### Document extract ###

Please Coke, It's Christmas without your help, stop competing with Apotekarnes Julmust.

Remember way back in 2003?
Coke still doesn't get it - Julmust rules.

Yes, it's that time of year again. And Coke is selling us Christmas again.
For those who can read Swedish, Kontaktmannen is also ranting about this, with a few well chosen swearwords this year "Släpp musten för i helvete". Because yes, Coke still doesn't get it and they're still trying to make Coke synonymous with Jul in Sweden.
As kontaktmannen so eloquently puts his point - Coke is the most drunk soft drink for 365 days a year, how can you even expect that this will suddenly be synonymous to an Xmas feeling, which most people only have for two weeks a year ? (And how do you become synonymous with Christmas when you're synonymous with summer fun love, friendship, cinemas and whatever else?)
That's so true, whenever I see the new ad (Thanks Coke for shutting down the re-run of that horrid Christmas trucks commercial we've seen every year since 1989), I shudder for two reasons.

One, there's a flippin' world war style B-52 airplane dumping boxes of Coke over small Swiss looking towns. That's just creepy. I really don't like the connotations this brings up.
Is it like that bomber that flew over east Berlin and dropped chocolate for the kids, if so what is Coke saying about Europe in general here?
We're stuck in commie-land and only US Coke will help us?

### Information supplied ###

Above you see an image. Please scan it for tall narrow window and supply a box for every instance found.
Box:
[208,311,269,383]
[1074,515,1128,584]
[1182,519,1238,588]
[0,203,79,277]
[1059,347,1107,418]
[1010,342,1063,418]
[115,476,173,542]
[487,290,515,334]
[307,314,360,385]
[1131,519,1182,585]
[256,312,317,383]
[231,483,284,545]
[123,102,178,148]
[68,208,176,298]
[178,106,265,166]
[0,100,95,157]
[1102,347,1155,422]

###

• _Exercises to complete_
A. According to the Julmust post, what kind of airplane appears in the new Coke ad?
B. Please copy out all of the records line for line, with no changes.
The Julmust post and the records were taken from separate sources.

• _Set of answers_
A. A world war style B-52 airplane dropping boxes of Coke over small Swiss-looking towns.

B.
Above you see an image. Please scan it for tall narrow window and supply a box for every instance found.
Box:
[208,311,269,383]
[1074,515,1128,584]
[1182,519,1238,588]
[0,203,79,277]
[1059,347,1107,418]
[1010,342,1063,418]
[115,476,173,542]
[487,290,515,334]
[307,314,360,385]
[1131,519,1182,585]
[256,312,317,383]
[231,483,284,545]
[123,102,178,148]
[68,208,176,298]
[178,106,265,166]
[0,100,95,157]
[1102,347,1155,422]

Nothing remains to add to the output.